··· RECORDS ···

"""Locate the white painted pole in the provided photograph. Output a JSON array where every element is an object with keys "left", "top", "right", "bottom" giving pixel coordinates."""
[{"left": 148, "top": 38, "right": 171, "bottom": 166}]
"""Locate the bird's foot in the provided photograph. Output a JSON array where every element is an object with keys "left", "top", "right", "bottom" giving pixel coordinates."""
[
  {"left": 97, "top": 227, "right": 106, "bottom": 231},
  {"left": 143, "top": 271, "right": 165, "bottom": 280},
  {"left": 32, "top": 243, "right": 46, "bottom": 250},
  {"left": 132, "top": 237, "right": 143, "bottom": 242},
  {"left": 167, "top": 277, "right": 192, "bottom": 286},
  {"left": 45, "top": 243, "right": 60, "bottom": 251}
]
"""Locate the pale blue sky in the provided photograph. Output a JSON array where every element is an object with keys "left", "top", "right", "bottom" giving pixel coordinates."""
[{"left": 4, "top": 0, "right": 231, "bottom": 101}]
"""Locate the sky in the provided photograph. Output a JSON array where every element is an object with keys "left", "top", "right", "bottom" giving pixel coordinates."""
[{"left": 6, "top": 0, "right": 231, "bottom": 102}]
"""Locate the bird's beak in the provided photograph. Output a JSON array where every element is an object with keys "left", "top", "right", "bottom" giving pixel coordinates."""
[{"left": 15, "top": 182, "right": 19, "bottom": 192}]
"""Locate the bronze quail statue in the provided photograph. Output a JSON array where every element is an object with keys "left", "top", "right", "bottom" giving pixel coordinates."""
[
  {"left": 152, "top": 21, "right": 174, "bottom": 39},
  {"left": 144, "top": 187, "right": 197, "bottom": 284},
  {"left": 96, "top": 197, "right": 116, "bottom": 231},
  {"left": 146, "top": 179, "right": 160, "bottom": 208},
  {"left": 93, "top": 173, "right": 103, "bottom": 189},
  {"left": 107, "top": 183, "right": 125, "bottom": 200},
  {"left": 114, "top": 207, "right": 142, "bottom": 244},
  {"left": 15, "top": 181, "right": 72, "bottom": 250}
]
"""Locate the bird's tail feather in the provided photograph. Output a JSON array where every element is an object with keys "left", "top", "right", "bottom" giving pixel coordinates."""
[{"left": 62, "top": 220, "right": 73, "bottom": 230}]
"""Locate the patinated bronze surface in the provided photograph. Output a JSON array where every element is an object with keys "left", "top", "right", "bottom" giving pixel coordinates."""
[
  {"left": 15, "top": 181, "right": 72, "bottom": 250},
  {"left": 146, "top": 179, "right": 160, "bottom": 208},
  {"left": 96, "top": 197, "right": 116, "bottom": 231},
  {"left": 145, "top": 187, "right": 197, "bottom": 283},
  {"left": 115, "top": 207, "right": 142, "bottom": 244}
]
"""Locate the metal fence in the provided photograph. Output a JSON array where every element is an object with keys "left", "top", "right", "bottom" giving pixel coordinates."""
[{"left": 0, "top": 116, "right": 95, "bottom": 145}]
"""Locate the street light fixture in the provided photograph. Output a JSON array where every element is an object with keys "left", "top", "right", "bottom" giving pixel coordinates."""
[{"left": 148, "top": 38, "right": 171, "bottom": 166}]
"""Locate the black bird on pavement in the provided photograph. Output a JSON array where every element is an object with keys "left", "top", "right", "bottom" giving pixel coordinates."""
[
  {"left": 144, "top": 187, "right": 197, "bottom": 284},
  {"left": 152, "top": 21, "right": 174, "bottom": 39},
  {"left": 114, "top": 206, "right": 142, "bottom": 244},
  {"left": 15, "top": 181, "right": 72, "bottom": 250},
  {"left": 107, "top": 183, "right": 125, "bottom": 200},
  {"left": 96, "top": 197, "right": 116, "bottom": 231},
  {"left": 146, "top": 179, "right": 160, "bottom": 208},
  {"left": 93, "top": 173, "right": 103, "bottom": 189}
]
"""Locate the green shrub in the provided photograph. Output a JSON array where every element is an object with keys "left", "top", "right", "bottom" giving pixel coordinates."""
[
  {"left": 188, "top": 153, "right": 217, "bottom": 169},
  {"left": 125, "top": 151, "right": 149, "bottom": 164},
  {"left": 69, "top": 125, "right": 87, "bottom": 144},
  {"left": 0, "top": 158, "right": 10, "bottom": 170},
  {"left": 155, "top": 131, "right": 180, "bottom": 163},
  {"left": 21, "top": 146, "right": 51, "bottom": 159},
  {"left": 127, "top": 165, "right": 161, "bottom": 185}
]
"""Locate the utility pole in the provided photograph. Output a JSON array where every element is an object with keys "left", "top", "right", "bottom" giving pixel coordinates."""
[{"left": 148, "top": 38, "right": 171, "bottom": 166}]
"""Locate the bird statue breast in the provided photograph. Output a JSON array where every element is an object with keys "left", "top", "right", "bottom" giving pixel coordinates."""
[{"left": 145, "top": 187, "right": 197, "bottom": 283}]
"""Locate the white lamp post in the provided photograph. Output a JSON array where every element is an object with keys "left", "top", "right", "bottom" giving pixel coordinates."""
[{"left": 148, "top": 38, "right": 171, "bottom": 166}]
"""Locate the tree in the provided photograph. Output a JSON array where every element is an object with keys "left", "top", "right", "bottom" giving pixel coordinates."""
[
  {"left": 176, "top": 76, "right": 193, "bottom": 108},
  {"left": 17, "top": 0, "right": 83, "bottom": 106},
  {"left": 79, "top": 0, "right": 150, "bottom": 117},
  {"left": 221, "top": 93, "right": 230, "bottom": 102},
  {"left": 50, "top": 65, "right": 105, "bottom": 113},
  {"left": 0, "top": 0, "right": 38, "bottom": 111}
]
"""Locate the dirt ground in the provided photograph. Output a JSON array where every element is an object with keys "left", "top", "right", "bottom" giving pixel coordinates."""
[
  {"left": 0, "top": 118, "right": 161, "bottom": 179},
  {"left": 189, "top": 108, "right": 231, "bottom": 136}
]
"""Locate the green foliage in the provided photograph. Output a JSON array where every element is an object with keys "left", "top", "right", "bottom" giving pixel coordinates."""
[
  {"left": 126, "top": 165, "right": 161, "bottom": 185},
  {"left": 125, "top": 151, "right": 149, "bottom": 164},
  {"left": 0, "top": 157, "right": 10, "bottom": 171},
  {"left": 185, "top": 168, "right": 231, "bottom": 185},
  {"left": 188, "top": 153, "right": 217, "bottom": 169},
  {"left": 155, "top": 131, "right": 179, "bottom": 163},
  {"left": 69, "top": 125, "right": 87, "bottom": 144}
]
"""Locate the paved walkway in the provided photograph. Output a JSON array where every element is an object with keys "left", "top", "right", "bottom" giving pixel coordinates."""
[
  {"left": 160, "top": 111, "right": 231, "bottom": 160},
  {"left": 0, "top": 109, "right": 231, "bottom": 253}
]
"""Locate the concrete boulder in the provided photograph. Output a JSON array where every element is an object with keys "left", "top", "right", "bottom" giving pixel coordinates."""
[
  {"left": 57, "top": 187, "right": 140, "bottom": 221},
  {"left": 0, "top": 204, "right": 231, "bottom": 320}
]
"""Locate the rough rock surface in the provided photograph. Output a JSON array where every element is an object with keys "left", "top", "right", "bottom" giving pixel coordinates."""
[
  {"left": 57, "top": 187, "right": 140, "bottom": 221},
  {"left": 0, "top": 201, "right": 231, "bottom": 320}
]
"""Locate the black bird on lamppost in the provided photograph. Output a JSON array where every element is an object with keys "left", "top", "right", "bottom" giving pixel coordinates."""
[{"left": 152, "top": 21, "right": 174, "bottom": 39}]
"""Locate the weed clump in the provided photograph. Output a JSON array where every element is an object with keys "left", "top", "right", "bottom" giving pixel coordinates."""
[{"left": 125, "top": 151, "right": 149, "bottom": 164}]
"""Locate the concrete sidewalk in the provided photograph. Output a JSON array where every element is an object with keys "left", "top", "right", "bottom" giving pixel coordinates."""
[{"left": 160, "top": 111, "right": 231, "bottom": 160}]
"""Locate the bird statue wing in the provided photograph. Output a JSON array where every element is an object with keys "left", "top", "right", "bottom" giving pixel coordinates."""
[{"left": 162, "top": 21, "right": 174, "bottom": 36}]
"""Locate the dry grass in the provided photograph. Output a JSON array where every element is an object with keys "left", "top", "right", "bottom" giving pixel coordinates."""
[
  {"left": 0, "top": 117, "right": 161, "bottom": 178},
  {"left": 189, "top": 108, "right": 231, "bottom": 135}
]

···

### REQUIRED WORK
Copy the data above word for word, from the line containing "bird statue wing" through the end of the data.

### SOLUTION FOR THIS EXERCISE
"""Locate the bird statue wing in the provided photograph. Output a JSON array where every element is an object with keys "left", "top", "right", "bottom" giving pixel coordinates."""
[{"left": 162, "top": 21, "right": 174, "bottom": 36}]
"""Locate the dry grass in the provided photograph. Output a JSON array where every element is an object with keys "left", "top", "right", "bottom" giving pixel coordinates."""
[
  {"left": 0, "top": 117, "right": 161, "bottom": 178},
  {"left": 189, "top": 108, "right": 231, "bottom": 135}
]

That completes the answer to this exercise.